TASK — List every line in the listing below that contains the string "groundhog".
Start of PROVIDED RECORDS
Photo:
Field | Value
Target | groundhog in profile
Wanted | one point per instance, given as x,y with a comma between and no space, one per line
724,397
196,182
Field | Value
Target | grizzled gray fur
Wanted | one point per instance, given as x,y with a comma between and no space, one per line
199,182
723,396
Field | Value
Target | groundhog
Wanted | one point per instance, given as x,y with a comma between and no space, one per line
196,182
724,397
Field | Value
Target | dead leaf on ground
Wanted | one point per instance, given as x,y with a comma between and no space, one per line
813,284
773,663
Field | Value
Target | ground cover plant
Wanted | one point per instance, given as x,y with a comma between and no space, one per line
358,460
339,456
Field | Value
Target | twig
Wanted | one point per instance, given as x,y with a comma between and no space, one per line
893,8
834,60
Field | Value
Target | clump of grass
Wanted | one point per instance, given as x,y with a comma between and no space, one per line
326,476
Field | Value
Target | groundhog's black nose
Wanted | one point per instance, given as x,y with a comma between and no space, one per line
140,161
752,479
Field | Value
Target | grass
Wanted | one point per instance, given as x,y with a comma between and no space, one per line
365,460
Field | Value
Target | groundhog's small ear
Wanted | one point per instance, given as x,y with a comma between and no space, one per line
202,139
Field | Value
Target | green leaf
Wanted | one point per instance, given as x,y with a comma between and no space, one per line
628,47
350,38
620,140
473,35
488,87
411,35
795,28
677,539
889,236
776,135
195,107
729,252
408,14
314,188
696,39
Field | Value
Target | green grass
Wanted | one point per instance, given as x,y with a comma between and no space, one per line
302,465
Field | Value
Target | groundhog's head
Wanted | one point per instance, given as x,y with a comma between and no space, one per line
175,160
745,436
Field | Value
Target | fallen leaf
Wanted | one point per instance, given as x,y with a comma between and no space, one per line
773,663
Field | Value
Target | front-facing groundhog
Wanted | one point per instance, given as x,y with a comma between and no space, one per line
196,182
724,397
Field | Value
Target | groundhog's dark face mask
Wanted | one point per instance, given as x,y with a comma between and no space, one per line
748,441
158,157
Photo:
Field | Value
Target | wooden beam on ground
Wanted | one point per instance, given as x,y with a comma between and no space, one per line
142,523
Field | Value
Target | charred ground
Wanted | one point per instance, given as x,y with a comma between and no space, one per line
End of PROVIDED RECORDS
IN RESPONSE —
Target | groundhog in profile
Target | groundhog
Target | groundhog's black nose
Target | groundhog's small ear
Target | groundhog's head
Target | front-facing groundhog
Target | groundhog's dark face mask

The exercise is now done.